REQUIREMENT: Print each of the records below word for word, without changing anything.

======== PROVIDED ENTRIES ========

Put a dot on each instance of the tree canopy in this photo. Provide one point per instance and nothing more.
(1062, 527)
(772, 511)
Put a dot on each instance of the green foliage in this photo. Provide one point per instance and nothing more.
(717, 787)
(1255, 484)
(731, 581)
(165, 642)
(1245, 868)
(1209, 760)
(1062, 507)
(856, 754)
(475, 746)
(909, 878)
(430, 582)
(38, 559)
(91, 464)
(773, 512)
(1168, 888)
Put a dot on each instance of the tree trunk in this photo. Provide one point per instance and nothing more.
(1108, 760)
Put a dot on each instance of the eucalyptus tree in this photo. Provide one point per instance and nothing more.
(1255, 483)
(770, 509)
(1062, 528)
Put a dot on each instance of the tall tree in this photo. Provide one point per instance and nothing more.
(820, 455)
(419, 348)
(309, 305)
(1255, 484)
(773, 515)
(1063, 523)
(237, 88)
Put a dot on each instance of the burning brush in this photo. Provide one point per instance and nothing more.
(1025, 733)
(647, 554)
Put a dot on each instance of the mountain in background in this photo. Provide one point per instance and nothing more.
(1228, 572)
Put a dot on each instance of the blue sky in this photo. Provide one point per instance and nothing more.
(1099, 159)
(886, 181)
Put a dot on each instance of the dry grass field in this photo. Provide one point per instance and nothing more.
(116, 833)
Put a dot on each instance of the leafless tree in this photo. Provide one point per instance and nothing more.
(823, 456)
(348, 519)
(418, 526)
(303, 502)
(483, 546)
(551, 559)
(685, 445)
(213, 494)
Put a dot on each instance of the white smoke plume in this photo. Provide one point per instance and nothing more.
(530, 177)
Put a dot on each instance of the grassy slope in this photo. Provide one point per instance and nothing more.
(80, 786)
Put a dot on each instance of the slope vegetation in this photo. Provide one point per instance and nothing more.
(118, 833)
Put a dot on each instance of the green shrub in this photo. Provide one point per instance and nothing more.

========

THE RESULT:
Put a dot on each instance of the tree canopy in this photo. Provide one point per instance and nothing more.
(1062, 527)
(772, 511)
Put a dot on each instance of the green foliage in this photo. Provide one point per instance and nothing more.
(717, 787)
(1255, 484)
(731, 581)
(165, 642)
(1245, 868)
(1209, 760)
(1062, 507)
(856, 754)
(475, 746)
(909, 878)
(430, 582)
(38, 559)
(91, 464)
(773, 512)
(1168, 888)
Put a dot on each instance of the tree trunk in this photo. Provide one point per instance and nothing more.
(1108, 760)
Put a dot on each instance of the eucalyptus tree in this photo. Provide one point per instance and nothing more.
(1255, 483)
(770, 509)
(1062, 528)
Put a dot on each instance of the tall tree in this photo. Provide one point per instance and nothing more.
(820, 455)
(419, 348)
(309, 305)
(1255, 484)
(773, 515)
(1063, 523)
(237, 88)
Put a dot on each instance of the burning brush in this photo. Provide one point per instance and nothing more.
(1025, 733)
(647, 554)
Put a dot on each instance of the mountain in background in this photo. Provide one point per instance and nothing more.
(1228, 572)
Put a dot on each instance of the blue sky in this photo. Provide one point per instance and nothing more.
(1099, 159)
(886, 181)
Put a dot on each instance of the dry grass field in this photo. Provide one point per instance and nothing more.
(116, 833)
Put a dot on each instance of the leafless tree in this photo. Provide one point per instance and nothing more.
(823, 456)
(348, 519)
(418, 526)
(303, 502)
(483, 546)
(551, 559)
(685, 445)
(213, 494)
Put a dot on each instance of the white smoke plume in this photo. Provide one point per instance and nothing more.
(530, 177)
Put a dot on each instance of the grassy slope in this photo. Provide one point per instance and nothing more.
(80, 786)
Put a dot on each instance of the slope vegetation in this photo. Provide one point per instance and nothing more.
(118, 833)
Put a dot on each instance of the green shrub in this photo. Provide one point per instance and nothing more.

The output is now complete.